What to do: Below are the entries; count the lines in them that contain the word "pink" and give only the number.

Provided records:

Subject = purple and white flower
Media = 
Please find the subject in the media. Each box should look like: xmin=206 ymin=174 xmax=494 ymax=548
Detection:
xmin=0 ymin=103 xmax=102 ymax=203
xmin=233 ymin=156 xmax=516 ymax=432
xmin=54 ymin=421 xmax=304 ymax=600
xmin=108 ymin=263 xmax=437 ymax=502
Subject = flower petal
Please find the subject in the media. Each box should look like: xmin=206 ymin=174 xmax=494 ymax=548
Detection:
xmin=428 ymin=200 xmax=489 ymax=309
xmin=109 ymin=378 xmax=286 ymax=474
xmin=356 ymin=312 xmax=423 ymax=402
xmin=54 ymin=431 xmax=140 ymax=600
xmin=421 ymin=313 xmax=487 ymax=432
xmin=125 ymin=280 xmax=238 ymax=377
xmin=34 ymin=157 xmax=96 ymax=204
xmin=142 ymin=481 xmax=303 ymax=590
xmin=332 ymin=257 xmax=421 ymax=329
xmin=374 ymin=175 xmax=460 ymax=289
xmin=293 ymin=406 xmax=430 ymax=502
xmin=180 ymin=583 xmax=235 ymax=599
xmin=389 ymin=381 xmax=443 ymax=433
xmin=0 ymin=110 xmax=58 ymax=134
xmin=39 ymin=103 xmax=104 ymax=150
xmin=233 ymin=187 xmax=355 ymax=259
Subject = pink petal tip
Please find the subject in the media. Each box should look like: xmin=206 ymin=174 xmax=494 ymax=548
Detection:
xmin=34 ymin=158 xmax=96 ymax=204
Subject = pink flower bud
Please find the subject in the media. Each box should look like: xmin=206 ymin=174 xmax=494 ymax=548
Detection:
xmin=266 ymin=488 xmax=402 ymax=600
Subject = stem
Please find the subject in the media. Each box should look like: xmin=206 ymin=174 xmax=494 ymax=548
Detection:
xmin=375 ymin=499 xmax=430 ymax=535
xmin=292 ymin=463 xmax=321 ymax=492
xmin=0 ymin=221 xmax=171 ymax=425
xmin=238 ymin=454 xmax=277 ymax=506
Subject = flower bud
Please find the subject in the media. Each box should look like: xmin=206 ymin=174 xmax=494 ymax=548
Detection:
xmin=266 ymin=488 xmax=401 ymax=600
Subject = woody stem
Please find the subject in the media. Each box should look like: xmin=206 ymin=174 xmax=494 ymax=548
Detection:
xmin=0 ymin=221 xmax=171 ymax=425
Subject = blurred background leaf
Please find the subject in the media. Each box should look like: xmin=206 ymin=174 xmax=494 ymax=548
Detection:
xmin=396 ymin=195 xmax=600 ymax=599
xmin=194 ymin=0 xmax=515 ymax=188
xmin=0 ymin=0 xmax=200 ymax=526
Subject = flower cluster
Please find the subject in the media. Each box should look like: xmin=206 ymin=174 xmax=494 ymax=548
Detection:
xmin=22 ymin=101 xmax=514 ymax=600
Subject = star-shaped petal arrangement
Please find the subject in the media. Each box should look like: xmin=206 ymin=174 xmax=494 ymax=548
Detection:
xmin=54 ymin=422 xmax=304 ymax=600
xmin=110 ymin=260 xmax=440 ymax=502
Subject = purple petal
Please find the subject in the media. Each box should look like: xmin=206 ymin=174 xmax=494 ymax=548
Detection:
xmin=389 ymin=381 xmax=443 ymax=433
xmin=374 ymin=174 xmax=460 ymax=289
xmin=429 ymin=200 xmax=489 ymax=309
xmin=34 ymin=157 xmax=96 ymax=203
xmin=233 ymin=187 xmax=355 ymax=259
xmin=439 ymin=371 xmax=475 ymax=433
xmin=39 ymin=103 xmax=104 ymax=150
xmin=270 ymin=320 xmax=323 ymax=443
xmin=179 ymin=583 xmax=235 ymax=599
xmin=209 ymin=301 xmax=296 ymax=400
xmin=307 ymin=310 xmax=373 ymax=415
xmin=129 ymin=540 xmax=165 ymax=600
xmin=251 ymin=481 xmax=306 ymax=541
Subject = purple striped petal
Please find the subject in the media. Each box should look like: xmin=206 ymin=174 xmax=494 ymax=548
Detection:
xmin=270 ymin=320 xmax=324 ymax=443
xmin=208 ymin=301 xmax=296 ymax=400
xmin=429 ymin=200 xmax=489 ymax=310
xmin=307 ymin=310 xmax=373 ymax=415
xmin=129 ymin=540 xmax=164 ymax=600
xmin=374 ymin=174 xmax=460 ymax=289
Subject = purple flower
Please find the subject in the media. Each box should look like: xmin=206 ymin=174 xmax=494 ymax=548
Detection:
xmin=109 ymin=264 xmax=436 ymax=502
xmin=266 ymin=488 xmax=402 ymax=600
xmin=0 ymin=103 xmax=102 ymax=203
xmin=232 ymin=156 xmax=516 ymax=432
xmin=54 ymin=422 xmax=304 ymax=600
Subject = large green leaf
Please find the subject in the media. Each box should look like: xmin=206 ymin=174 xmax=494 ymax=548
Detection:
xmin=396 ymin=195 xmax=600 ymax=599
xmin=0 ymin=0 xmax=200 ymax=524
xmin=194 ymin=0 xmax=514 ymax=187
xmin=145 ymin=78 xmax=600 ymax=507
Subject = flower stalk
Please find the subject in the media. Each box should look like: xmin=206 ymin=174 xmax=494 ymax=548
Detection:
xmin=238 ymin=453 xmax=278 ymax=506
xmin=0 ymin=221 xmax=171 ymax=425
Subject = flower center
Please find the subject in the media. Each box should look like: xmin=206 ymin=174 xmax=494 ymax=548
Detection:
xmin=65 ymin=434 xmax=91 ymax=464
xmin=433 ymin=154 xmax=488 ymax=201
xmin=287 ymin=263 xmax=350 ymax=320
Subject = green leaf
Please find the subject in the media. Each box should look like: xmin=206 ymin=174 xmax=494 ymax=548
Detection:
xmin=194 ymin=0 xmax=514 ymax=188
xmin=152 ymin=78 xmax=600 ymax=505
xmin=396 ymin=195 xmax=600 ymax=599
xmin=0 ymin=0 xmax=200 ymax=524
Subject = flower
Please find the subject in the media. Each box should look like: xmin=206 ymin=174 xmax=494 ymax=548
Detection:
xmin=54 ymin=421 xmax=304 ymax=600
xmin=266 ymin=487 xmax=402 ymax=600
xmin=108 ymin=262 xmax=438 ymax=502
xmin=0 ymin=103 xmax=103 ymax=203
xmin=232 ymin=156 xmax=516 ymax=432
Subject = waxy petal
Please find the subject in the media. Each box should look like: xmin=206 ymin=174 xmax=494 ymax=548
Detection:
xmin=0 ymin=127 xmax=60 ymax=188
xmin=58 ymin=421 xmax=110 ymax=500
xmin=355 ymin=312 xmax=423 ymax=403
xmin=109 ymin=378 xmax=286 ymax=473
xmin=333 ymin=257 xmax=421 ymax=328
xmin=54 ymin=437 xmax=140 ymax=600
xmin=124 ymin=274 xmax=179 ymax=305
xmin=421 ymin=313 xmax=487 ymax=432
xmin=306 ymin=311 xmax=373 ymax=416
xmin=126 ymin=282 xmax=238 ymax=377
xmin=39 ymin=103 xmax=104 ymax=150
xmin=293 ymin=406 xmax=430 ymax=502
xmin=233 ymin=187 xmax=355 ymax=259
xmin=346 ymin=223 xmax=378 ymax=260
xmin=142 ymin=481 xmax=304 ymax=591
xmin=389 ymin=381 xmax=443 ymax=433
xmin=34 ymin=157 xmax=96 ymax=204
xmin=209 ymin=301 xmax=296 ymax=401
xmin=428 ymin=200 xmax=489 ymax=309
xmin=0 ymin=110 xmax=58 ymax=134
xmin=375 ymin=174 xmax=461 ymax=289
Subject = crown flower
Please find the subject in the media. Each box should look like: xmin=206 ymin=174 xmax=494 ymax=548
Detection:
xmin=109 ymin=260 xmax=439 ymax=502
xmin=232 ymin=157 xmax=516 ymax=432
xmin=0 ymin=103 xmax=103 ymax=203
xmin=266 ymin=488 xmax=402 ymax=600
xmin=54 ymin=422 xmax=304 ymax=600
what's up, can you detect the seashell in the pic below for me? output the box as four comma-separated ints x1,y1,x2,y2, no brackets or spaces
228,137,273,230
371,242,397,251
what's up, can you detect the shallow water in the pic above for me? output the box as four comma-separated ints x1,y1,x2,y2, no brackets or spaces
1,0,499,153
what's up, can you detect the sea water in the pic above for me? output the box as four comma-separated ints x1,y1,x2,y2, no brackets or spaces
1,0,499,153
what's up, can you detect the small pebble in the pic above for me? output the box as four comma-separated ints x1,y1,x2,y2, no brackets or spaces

Answer space: 2